====== Data section

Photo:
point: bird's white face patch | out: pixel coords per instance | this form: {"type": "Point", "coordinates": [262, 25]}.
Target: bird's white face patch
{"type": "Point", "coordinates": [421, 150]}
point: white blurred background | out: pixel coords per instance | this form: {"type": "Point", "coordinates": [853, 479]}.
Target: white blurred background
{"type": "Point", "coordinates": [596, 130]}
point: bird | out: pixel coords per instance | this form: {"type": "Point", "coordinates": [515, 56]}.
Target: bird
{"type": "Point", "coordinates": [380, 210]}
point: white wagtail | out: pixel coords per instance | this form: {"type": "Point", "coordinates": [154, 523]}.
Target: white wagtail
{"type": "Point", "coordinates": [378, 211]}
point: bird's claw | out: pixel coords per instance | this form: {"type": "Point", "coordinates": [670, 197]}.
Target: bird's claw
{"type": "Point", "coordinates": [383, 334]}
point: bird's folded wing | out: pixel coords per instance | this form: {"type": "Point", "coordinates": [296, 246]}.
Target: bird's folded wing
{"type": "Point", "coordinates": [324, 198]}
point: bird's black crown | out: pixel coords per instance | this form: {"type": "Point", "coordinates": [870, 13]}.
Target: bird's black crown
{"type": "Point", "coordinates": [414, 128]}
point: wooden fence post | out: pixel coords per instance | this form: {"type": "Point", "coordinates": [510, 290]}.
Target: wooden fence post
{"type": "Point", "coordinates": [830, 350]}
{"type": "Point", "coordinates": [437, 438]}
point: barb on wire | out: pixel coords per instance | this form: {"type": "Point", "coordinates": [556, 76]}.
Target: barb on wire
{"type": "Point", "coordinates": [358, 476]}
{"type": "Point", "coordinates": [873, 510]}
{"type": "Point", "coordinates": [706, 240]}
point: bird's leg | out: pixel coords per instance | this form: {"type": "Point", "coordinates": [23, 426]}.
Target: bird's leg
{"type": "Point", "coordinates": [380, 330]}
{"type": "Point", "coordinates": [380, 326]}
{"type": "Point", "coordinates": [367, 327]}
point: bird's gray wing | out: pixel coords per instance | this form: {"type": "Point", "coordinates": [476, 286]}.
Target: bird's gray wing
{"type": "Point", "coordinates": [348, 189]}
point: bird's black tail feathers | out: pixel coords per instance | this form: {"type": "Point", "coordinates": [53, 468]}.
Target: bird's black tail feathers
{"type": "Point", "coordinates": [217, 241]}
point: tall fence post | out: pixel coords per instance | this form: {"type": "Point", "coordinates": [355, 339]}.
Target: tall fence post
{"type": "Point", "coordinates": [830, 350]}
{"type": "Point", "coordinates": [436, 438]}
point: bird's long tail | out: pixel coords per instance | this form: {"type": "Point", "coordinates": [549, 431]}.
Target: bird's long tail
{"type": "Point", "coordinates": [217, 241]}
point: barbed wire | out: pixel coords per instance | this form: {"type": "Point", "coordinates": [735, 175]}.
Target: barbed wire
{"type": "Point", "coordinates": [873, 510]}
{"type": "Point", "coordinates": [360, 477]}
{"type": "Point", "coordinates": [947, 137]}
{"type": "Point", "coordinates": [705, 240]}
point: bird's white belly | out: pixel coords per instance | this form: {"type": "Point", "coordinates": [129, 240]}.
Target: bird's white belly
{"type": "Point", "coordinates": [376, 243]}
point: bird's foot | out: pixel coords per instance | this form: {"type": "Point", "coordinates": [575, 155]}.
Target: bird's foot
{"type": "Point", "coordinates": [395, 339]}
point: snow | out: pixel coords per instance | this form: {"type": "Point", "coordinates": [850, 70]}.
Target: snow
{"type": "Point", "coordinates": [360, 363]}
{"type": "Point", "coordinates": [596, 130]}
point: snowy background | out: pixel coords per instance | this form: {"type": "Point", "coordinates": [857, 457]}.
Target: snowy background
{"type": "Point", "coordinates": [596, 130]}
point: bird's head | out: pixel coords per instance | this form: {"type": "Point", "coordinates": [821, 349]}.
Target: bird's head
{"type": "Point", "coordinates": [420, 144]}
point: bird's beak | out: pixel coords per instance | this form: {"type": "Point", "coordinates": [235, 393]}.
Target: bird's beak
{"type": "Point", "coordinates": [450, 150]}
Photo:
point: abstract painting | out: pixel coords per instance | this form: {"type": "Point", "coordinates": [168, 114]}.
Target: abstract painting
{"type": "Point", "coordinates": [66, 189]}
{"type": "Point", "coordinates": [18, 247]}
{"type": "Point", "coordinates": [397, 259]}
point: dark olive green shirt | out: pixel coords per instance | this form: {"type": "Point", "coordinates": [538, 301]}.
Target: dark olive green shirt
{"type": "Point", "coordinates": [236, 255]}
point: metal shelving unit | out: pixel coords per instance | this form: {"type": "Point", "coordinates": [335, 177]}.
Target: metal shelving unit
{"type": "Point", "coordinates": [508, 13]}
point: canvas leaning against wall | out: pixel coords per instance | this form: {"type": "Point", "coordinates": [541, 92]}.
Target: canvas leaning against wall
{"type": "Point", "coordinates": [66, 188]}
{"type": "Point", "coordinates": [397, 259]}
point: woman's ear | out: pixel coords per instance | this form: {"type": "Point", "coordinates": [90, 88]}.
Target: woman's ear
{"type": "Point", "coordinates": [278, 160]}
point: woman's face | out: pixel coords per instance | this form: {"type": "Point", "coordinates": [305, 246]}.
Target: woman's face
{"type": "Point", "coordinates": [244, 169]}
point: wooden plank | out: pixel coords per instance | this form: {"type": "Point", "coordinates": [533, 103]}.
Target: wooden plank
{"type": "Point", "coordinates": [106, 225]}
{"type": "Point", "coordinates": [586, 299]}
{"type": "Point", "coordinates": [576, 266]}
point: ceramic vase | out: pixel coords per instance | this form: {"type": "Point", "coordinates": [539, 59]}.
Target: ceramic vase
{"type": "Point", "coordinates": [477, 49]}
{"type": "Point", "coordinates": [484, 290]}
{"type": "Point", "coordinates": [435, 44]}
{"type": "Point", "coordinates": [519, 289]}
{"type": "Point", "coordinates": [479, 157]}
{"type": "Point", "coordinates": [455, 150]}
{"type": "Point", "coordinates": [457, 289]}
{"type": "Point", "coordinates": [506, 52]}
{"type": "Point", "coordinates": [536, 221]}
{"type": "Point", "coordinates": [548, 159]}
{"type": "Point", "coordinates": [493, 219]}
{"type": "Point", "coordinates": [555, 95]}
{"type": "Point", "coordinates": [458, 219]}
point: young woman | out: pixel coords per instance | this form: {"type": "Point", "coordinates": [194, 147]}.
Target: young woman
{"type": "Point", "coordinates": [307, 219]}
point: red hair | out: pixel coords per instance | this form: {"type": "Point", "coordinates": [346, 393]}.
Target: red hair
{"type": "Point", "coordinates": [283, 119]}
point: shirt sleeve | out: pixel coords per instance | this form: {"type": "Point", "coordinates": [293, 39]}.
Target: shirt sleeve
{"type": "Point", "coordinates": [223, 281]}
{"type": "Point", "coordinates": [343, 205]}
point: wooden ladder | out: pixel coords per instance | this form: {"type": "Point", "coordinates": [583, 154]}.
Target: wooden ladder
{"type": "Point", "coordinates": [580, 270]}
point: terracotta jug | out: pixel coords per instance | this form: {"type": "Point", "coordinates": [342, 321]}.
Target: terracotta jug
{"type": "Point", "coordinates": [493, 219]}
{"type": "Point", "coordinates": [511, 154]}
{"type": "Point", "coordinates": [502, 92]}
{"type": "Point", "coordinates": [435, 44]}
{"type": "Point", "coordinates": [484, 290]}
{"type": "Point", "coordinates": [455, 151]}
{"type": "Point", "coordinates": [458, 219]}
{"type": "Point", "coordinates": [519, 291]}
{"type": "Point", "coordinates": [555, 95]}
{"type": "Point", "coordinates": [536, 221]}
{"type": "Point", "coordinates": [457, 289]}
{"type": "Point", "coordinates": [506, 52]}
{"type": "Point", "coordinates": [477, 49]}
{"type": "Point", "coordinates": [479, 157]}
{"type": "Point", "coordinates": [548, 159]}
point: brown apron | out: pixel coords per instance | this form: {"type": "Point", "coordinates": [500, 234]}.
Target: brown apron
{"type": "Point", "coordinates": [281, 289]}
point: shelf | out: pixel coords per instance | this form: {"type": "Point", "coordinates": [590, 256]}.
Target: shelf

============

--- Task details ---
Only lines that include "shelf" belong in the answer; copy all of them from the listing.

--- Answer section ---
point: shelf | out: pixel coords per instance | this form: {"type": "Point", "coordinates": [590, 256]}.
Target: shelf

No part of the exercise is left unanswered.